* **STUDY TEXT**:
______

This not a dry or boring commentary! I am often moved to worship or prompted to act as I read it. If you need a readable commentary on Jude, one suitable for a lay person, this one is excellent.

Friday, September 7, 2018

Five Star Links

Each Friday, we share links we found especially interesting or inspiring during the previous week. 


Kim:

Brad Hambrick asks a question I have asked myself: "Can Someone Be Spiritually Healthy and Still Experience Mental Health Challenges." This is an excellent article that doesn't give a pat answer.


Persis:

While we share a constellation of symptoms to various degrees, people on the spectrum are unique individuals who land in many denominations and churches.  We will be in your congregation, and I pray your mind and heart are open to us. For we, too, are fearfully and wonderfully—if a little differently—made.

Rebecca:

Are you in a dry spell when it comes to reading the Bible? Do you find reading more of a duty than a delight? Here are a few suggestions for fostering delight in the Word (Steve Midgley).

Monday, September 3, 2018

Quotes of Note


Each Monday, we share quotes we found encouraging, convicting, thought-provoking,  or all of the above.

Persis:

This is a quote from Kelly Kapic's Embodied Hope: A Theological Meditation on Pain and Suffering. This is one of the best books that I've read on physical suffering and one I go back to often as I have a family member who is going through physical trials right now.
We may not be able to take away the physical pain, but we can point one another to him who promises one day to completely heal us. For now we cling to his promise of restoration, cling to him who has the ability also to restore the body. He will make all things new (Rev. 21:5). We will be free from sin, pain, and tears (Is. 65:19; Rev. 21:4). We will be free from isolation, self-condemnation, darkness, fear and anger (cf. Is. 35:10 //51:11; Rev. 21:22-27). We will be utterly free to love our Creator and our neighbor. While we may not fully experience that freedom now, we can help one another to experience genuine tastes of shalom even in the present, even in our pain, even as we struggle with our sin.

Rebecca:

I am reading Nancy Pearcey's book Love Thy Body: Answering Hard Questions on Life and Sexuality. This quote is from the chapter on issues related to euthanasia.
It is outrageous that people today are terrified of one day requiring "help." We must stand by people struggling with their fears and let them know that even when they become less independent and productive, they are worthwhile persons deserving of care and respect. A student of mine named Alison Delong, who works for a suicide hotline, told me, "I spend hours every week persuading people not to end their lives, telling them that their lives still have value. It breaks my heart that people think they must be able to function in a certain way to be considered significant."
Most of us will need help with our basic care at some point, so this message about the significance and value of everyone is something we need to tell ourselves, too.


Deb:

I am also reading Nancy Pearcey's book, so I won't share another quote from the same book. However, this one from Sinclair Ferguson seemed perfect:
“When we behold the glory of Christ in the gospel, it reorders the loves of our hearts, so we delight in him supremely, and the other things that have ruled our lives lose their enslaving power over us.”

______

* **EXCERPTED DATA**:
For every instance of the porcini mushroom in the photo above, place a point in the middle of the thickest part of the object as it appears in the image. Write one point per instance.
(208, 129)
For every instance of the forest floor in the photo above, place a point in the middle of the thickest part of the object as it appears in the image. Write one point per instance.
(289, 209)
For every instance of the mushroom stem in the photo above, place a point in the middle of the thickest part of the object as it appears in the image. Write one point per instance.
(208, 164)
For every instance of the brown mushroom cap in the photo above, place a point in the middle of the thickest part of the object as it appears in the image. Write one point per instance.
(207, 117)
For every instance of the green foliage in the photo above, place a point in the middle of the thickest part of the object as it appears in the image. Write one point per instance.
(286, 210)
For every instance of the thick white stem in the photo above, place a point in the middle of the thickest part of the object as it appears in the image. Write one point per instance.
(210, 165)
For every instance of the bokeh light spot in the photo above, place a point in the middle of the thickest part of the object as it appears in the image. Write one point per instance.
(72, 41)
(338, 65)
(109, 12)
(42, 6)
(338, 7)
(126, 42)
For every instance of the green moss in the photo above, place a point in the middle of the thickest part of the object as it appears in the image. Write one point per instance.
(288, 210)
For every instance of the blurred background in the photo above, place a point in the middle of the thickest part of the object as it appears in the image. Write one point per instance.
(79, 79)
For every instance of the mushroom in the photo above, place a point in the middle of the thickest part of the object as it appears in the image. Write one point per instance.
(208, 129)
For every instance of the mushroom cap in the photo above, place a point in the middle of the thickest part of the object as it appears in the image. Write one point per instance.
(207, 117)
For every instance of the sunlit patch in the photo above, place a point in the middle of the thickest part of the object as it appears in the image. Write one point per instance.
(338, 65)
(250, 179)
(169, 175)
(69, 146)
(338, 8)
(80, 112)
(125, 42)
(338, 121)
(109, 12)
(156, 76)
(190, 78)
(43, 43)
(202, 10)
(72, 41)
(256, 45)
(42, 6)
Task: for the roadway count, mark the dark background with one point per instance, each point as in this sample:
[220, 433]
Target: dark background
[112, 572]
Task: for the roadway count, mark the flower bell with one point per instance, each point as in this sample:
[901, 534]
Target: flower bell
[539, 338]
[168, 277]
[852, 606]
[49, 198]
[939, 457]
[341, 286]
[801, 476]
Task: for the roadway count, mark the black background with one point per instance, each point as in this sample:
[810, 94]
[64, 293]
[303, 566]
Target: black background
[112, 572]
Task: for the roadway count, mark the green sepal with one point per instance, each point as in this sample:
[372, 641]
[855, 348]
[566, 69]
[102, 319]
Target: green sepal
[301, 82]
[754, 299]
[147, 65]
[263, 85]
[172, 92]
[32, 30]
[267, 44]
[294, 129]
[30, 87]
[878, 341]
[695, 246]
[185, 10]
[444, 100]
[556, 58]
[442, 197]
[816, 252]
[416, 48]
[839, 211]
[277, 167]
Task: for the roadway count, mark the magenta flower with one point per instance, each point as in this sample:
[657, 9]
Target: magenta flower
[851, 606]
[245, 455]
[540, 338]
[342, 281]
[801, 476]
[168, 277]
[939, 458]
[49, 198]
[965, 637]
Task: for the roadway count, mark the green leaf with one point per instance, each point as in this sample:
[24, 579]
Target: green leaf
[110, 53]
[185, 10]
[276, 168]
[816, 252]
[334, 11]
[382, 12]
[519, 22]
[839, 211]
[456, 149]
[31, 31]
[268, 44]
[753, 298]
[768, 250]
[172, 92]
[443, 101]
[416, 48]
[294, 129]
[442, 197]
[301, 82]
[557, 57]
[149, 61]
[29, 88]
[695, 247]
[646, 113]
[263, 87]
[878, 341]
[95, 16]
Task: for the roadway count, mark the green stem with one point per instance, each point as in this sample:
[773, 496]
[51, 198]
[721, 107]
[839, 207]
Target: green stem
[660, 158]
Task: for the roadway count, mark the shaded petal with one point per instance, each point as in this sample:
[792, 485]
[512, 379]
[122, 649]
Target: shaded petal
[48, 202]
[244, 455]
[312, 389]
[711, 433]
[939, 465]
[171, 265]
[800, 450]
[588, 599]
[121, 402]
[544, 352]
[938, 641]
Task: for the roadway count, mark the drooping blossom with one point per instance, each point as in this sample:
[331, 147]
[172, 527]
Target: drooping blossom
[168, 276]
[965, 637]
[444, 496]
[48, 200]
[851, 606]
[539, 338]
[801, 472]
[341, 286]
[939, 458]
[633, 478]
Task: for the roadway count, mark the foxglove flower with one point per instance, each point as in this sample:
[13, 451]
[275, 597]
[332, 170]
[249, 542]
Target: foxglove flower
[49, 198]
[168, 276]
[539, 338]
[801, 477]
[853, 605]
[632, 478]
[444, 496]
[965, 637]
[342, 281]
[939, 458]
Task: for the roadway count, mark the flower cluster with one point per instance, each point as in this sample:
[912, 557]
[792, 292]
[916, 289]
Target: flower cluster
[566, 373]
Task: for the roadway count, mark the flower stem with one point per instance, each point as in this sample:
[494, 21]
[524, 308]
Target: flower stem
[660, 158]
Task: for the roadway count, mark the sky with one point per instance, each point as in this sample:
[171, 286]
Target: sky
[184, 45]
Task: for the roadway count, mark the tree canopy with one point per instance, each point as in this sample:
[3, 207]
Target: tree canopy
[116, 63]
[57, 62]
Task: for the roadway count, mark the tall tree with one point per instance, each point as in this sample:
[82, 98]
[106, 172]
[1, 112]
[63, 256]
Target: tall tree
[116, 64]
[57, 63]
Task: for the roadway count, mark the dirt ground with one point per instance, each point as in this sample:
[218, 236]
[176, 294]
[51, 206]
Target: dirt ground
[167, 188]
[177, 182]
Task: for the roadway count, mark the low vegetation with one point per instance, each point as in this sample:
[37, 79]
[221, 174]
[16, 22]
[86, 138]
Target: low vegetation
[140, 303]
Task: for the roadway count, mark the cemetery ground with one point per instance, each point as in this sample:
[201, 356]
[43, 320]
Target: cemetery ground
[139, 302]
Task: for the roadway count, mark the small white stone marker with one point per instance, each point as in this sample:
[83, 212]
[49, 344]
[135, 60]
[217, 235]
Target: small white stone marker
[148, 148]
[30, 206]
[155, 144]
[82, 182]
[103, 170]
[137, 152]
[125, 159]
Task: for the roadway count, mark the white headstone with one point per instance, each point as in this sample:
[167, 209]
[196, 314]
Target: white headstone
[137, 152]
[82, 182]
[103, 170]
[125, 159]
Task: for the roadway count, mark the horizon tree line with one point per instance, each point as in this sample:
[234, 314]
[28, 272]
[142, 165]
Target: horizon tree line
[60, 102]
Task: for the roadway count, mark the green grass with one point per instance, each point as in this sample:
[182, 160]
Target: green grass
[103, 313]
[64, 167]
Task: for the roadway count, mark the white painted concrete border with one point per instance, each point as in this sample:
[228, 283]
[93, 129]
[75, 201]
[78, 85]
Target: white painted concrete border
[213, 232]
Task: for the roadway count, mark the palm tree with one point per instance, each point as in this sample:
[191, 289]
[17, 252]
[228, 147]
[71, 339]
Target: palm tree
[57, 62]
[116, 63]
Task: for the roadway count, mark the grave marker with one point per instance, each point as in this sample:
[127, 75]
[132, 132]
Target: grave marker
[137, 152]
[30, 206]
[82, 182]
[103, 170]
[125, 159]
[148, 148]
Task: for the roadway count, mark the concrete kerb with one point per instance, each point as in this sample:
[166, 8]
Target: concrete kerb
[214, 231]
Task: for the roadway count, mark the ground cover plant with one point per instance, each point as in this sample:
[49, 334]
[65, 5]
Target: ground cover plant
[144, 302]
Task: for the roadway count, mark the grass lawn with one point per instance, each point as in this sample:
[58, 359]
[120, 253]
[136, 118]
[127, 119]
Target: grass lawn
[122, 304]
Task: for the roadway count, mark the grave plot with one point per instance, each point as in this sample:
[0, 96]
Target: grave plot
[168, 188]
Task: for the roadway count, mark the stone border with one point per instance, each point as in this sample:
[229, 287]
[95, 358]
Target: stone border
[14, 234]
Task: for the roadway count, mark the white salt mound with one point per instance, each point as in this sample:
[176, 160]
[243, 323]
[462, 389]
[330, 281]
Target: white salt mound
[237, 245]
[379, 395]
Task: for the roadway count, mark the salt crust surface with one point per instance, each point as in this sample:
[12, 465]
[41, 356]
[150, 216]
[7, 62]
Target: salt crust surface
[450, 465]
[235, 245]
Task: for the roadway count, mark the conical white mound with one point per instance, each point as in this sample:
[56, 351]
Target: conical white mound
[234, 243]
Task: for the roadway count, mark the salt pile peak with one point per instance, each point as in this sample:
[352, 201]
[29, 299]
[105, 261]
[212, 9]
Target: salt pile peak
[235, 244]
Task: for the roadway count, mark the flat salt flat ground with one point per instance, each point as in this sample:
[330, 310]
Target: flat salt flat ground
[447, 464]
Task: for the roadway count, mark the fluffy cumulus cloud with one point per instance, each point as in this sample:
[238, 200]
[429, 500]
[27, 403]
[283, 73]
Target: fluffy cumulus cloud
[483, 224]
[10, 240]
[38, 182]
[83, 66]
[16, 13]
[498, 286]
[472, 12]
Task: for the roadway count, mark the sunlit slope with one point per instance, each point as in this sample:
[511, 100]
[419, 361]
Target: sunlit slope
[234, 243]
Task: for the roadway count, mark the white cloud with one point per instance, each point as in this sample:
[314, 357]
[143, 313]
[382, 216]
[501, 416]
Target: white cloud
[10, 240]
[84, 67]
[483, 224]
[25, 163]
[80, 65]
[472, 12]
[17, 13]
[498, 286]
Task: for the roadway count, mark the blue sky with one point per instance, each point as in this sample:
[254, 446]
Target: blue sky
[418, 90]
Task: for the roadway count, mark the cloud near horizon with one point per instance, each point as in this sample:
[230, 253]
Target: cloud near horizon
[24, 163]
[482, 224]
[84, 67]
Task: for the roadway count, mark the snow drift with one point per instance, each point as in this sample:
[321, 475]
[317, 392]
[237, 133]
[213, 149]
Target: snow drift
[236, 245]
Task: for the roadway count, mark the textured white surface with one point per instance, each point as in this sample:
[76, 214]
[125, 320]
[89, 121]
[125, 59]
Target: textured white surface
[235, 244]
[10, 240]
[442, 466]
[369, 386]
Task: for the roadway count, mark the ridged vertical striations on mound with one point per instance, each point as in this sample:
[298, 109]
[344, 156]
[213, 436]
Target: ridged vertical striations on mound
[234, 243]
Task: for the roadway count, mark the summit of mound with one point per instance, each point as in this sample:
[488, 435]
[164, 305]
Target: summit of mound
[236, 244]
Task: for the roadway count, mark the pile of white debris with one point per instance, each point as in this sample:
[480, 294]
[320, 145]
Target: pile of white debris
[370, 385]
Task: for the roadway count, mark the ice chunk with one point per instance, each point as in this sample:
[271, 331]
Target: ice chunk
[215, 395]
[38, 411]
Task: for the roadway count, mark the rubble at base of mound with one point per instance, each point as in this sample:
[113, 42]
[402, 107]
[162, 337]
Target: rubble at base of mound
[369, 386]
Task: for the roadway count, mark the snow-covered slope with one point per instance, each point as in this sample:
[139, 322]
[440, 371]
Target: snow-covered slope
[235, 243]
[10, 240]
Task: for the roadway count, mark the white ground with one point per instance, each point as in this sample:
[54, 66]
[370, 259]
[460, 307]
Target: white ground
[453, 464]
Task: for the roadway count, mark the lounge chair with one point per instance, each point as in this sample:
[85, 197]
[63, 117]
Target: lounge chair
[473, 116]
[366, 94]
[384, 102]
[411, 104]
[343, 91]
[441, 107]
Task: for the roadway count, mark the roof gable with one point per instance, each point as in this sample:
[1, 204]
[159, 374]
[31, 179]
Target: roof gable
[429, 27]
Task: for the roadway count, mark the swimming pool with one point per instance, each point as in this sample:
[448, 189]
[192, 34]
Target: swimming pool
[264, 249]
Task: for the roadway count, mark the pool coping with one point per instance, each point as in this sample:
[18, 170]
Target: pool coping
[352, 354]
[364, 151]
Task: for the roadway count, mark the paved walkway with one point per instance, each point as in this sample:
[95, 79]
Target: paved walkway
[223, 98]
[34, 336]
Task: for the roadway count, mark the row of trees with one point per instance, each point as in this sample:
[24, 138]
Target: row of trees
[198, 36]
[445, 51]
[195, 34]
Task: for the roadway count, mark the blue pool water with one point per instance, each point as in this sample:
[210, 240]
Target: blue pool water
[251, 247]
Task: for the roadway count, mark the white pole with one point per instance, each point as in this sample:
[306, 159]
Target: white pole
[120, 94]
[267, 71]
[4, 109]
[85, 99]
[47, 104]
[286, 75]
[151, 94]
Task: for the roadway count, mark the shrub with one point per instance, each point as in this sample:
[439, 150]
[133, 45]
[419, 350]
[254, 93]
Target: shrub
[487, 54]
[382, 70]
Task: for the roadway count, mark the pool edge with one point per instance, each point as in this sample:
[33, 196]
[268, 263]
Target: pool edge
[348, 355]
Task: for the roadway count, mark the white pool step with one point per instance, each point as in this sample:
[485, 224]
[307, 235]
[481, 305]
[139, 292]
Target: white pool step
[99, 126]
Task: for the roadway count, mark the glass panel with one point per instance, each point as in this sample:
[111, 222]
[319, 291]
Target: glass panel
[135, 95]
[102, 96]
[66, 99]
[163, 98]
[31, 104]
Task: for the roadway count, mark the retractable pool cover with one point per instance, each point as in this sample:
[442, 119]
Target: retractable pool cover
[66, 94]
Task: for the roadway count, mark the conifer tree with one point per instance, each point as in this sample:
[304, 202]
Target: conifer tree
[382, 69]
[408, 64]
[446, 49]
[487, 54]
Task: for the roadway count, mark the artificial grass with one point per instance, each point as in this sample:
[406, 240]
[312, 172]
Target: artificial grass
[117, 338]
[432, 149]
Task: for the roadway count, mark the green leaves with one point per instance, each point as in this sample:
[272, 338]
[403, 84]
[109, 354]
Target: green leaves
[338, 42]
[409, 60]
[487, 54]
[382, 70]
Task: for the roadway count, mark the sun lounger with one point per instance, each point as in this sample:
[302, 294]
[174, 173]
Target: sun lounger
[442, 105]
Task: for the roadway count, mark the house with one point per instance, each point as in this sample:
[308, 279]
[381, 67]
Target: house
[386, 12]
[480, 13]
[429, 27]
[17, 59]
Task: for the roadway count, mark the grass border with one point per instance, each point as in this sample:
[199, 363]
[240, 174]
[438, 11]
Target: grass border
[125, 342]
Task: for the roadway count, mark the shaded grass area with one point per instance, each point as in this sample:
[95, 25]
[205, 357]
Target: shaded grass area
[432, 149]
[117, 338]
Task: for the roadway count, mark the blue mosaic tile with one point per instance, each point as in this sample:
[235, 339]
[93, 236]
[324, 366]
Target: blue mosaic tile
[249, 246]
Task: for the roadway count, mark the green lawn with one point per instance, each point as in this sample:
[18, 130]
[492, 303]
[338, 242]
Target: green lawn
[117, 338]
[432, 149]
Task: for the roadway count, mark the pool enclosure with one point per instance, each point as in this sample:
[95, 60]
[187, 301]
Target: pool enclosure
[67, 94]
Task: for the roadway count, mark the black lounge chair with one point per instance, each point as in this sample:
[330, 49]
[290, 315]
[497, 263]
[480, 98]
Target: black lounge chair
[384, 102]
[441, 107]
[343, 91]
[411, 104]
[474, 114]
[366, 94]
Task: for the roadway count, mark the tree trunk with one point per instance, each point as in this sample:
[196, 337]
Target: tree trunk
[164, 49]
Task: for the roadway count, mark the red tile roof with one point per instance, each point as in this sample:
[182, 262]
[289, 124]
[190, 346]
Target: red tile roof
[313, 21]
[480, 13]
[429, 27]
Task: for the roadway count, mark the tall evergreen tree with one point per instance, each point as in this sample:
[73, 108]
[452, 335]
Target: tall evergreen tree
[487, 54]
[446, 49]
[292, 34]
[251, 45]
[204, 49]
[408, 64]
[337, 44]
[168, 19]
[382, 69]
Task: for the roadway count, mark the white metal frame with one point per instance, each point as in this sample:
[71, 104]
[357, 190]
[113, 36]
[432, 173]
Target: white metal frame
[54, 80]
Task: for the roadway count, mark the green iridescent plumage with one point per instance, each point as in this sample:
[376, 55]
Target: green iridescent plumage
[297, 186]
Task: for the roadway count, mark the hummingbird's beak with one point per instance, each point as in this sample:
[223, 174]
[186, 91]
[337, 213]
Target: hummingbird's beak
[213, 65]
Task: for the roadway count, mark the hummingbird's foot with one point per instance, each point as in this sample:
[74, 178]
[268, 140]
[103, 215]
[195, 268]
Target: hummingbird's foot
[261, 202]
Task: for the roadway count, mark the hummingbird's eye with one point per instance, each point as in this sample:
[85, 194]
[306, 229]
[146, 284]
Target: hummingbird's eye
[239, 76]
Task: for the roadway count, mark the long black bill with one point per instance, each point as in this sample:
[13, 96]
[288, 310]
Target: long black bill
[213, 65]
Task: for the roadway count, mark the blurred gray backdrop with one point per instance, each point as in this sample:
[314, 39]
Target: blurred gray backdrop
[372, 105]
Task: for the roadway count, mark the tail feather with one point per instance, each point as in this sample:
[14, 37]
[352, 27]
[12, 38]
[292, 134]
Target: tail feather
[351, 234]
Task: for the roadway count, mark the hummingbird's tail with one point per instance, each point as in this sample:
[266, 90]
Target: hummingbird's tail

______

* **TASKS AND EXERCISES**:
**1)** In the blog excerpt, which book is Rebecca reading?
**2)** According to the blog excerpt, why does Persis often go back to Kelly Kapic's book Embodied Hope?
**3)** From the blog excerpt, print the passage between "Friday, September 7, 2018" and "a pat answer.", inclusive.

* **PER-TASK OUTPUTS**:
**1)** She is reading Nancy Pearcey's Love Thy Body: Answering Hard Questions on Life and Sexuality.

**2)** She has a family member who is going through physical trials right now. She also calls it one of the best books she has read on physical suffering.

**3)**
Friday, September 7, 2018

Five Star Links

Each Friday, we share links we found especially interesting or inspiring during the previous week. 


Kim:

Brad Hambrick asks a question I have asked myself: "Can Someone Be Spiritually Healthy and Still Experience Mental Health Challenges." This is an excellent article that doesn't give a pat answer.